━━━━━ Texto mostrado
Para la alimentación, mucho autoconsumo:
pan, garbanzos, marrano, huevos (cuando ponían las gallinas), y lo que se
apañaba por el campo: uvas, espárragos, cardillos, ababanjas (un día corte unas
muy tiernas, y mis hijos, aunque bien aliñadas, se negaron a comer esos
yerbajos), incluso bellotas.
Lechugas, tomates, escarola, zanahorias, asequibles
de precio, vendían por las casas las hortelanas. Importados, a Tierra de campos,
llegaban patatas, arroz, bacalao, algo de aceite de oliva, un poco de azúcar de
precio inasequible. En el “diecinueve” no creo llegara pescado fresco, creo sí
escabeche en toenelEs de madera. Ello se suplía con barbos, tencas, cangrejos,
ancas de rana, incluso anguilas en el Sequillo, Valderaduey, Cea, los tres ríos
terracampinos.
La caza, más abundante que en la actualidad, salvo los conejos,
también algo mataba hambres; si bien los cazadores furtivos habrían de vender
palomas para comprar pan. Los conejos estaban en los montes. Junto con la leña
era importante fuente de ingresos para los propietarios. Una hambruna como la del "cuarenta y cinco" seguro que acababa con la plaga actual. A unos hombres de Villárdiga los pillaron, en el monte Coto, cavando vivales para cazar los conejos. Le costó cárcel.
Ve pobreza Manolo
Bermejo en Villalcastro a consecuencia del atraso en la agricultura. Fue rico
(las ovejas, lana y carne, el trigo, el vino) el reino de Castilla, todavía
cuando la revuelta comunera. A pesar de la devaluación de la lana, las ovejas,
hasta anteayer, fueron el sustento de numerosas familias, unas treinta en
Villalpando. De esto no habla Bermejo, pues predominaban los labradores que
roturaron montes, cañadas, prados; lo que más valía era el trigo.
La pobreza de
“Tierra de Campos” era mucho menor que la de las miserables comarcas de las
Hurdes, Carballeda, Cabrera leonesa, Aliste, Sanabria, montañas de Soria,
Teruel…
El ve necesaria la incorporación de “modernas” técnicas de cultivo:
arado de vertedera, que sustituyera al romano, incipientes máquinas sembradoras,
segadoras y limpiadoras; utilización de los primeros fertilizantes químicos
(supongo el Nitrato de Chile), y, sobre todo, EL REGADÍO. “Viviamos sobre enorme
lago y nuestros campos se morían de sed”. Aquel año no hubo cosecha. La hambruna
que él, empeñando las joyas familiares, socorría.
━━━━━━━━━━
Tarea 1
Determina si las afirmaciones (a) las hortelanas vendían lechugas por las casas, (b) la pobreza de Tierra de Campos era mayor que la de las Hurdes y (c) el azúcar importado tenía un precio asequible concuerdan con el texto sobre Tierra de Campos. Responde sí o no a cada una y cita literalmente las palabras del texto que lo deciden.
Tarea 2
Redacta la continuación del texto sobre Tierra de Campos a partir de su última frase.
━━━━━ Entradas proporcionadas
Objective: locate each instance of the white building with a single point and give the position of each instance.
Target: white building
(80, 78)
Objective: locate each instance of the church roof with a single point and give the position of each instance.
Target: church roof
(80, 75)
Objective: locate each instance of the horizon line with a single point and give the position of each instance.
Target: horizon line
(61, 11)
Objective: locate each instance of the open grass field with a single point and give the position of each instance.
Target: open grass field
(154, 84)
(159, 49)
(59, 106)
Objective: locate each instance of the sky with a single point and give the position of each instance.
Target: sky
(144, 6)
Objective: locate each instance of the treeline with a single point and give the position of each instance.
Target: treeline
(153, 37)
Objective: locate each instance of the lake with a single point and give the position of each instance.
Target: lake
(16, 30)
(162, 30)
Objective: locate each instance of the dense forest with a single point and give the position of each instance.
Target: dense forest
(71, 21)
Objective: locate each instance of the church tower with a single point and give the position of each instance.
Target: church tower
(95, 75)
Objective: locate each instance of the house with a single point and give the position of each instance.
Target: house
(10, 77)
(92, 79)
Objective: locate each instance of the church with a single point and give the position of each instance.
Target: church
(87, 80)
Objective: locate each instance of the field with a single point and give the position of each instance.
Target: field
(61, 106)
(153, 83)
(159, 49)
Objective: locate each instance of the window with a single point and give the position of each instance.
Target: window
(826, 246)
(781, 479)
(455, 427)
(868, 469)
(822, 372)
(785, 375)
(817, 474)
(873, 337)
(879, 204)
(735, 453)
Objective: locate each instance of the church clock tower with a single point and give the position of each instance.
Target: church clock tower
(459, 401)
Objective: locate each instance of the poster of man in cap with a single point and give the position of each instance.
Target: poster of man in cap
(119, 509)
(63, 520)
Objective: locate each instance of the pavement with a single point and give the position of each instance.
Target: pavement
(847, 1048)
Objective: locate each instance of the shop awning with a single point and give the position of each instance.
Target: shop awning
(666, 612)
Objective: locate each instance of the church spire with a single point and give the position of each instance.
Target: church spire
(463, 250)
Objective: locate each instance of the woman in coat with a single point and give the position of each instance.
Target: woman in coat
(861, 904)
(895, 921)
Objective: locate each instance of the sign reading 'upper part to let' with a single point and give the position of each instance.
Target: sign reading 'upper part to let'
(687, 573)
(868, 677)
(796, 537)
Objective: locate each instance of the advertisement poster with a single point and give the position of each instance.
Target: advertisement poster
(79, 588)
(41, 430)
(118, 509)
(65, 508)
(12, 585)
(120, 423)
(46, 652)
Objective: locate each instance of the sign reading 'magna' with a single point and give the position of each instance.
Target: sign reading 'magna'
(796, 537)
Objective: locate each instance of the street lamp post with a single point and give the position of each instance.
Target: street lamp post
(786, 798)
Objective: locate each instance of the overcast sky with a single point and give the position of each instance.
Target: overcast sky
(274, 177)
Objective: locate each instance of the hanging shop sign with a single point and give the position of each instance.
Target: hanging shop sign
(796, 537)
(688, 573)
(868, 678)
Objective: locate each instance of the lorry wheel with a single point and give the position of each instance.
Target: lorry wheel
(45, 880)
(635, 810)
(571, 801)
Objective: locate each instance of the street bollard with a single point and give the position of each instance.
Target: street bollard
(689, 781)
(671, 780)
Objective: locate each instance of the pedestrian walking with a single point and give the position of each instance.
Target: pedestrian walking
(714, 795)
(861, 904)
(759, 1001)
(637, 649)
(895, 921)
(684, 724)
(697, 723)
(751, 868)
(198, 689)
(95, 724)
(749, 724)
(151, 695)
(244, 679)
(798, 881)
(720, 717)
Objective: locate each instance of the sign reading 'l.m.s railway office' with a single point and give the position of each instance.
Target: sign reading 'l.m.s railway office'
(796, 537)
━━━━━━━━━━
Tu respuesta 1
(a) Sí: "Lechugas, tomates, escarola, zanahorias, asequibles de precio, vendían por las casas las hortelanas."
(b) No: "La pobreza de “Tierra de Campos” era mucho menor que la de las miserables comarcas de las Hurdes"
(c) No: "un poco de azúcar de precio inasequible"

Tu respuesta 2
Publicada su novela en 1899
tardaron pocos años, en 1904, a consecuencia de la revuelta y las huelgas en la
época de la siega, en llegar las primeras segadoras; creo por entonces empezaron
a separar la paja del grano, con las primitivas, toscas máquinas de limpiar, en lugar de
cuadrillas de aventadores, con bieldos, lanzando al aire lo trillado. Estas
mejoras podrían, y pudieron aumentar los ingresos de quienes tenían tierras, de
los labradores. Y de los jornaleros, ¿qué?: más paro. Tengamos también en cuenta, de ello no habla Bermejo que el mal vivir de bastantes labradores se debía a no ser propietarios de la tierra, sino renteros de absentistas que vivían en las ciudades cómodamente de las rentas.
Pero aquella primera
mecanización, y las subsiguientes, eran inevitables. Los precios del trigo no
daban para pagar tantos jornales. Pero así se fue tirando: señoritos, labradores
autónomos (que en el verano también cogían agosteros) y jornaleros. Revueltas
sociales constantes, reforma agraria non nata, que desembocaron en la guerra
civil.
Si es que aunque se hubieran repartido los latifundios tampoco se hubiera
solucionado el problema. En el campo sobraban brazos, y carecíamos de
industrias, salvo las incipientes de Cataluña y el País Vasco, no teníamos
apenas carreteras, ni ferrocarriles, ni viviendas, ni seguros sociales, ni
apenas escuelas, ni hospitales…
De todos los modos R. Macías Picavea dedicó a la
Tierra de Campos la primera y gran novela que abordó la cuestión socio
económica y moral de nuestra comarca.